**Görev Tanımı**
Hayal gücü üzerine yazının "Daha bir kaç" ile başlayıp "küçük çocuklarımız neredeler?" ile biten bölümünü, "kontrol panelimizi" yerine "yaşam dümenimizi" koyarak yeniden yazar mısın?

───── Okunacak Metin

3 Kasım 2009 Salı

HAYAL GÜCÜNÜN DESTEĞİ


"Dünyayı Hayal Gücü Döndürür" demiş A.Einstein...
Daha bir kaç hafta öncesine kadar üzerinde düşünüp dururken karşıma çıkan bu önemli cümleyi paylaşmak istedim. Öyle ya,yaşam da amaçlarımız,hedeflerimiz,beklentilerimiz hatta ilişkilerimizde bile artık hayal kurmaktan vaz geçip,gündelik telaşların içinde kaybolup giden bizler,unutuyor muyuz yoksa kendi yaşamlarımızı...
Adeta kontrol panelimizi,zamanın koşuşturmalı ve telaşlı bir yerlerinde otomatiğe takıp devam ediyoruz.İstemeyi,hayallemeyi unutup,imag etmekten uzaklaşıyoruz. İyi ama neden?Neden bu uzaklaşma,neden bu kopma?

Çocukken hepimizin kurduğu milyonlarca hayalimiz vardı,ne oldu onlara?Neden bizi bırakıp gittiler ya da biz neden onları terk ettik. Büyüyünce...dediğimiz küçük içimizde ki çocuklar nereye gittiler?Büyüyünce böyle olucam,büyüyünce böyle yapacağım diyen küçük çocuklarımız neredeler?

──────────
───── Gösterilen Veriler

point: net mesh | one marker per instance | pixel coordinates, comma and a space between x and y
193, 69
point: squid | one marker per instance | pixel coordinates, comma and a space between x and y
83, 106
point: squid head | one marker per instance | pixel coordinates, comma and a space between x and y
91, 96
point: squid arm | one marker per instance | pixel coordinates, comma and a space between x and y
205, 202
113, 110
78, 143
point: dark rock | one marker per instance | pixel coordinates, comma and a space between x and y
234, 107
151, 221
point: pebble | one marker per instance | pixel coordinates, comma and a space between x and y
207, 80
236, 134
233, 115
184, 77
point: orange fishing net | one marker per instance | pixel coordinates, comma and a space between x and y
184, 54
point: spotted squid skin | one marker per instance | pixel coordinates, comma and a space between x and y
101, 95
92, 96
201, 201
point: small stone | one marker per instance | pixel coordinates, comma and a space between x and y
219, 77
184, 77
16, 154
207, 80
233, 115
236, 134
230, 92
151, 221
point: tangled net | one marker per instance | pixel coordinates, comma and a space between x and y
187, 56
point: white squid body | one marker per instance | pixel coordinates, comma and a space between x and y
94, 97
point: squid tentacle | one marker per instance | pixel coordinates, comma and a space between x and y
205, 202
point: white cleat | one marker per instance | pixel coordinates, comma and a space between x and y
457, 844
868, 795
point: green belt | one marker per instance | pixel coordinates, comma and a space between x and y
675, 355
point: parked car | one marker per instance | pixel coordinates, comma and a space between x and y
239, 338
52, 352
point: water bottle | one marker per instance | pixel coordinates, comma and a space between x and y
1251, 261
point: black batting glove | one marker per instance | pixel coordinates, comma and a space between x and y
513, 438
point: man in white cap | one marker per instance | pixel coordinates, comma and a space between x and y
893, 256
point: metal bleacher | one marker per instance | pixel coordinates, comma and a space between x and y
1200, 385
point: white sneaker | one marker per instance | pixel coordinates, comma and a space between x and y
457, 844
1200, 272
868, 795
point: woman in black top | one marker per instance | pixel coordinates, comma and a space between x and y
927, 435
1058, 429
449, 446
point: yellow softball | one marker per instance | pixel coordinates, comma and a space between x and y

──────────

**Sorunun Cevabı**
Daha bir kaç hafta öncesine kadar üzerinde düşünüp dururken karşıma çıkan bu önemli cümleyi paylaşmak istedim. Öyle ya,yaşam da amaçlarımız,hedeflerimiz,beklentilerimiz hatta ilişkilerimizde bile artık hayal kurmaktan vaz geçip,gündelik telaşların içinde kaybolup giden bizler,unutuyor muyuz yoksa kendi yaşamlarımızı...
Adeta yaşam dümenimizi,zamanın koşuşturmalı ve telaşlı bir yerlerinde otomatiğe takıp devam ediyoruz.İstemeyi,hayallemeyi unutup,imag etmekten uzaklaşıyoruz. İyi ama neden?Neden bu uzaklaşma,neden bu kopma?

Çocukken hepimizin kurduğu milyonlarca hayalimiz vardı,ne oldu onlara?Neden bizi bırakıp gittiler ya da biz neden onları terk ettik. Büyüyünce...dediğimiz küçük içimizde ki çocuklar nereye gittiler?Büyüyünce böyle olucam,büyüyünce böyle yapacağım diyen küçük çocuklarımız neredeler?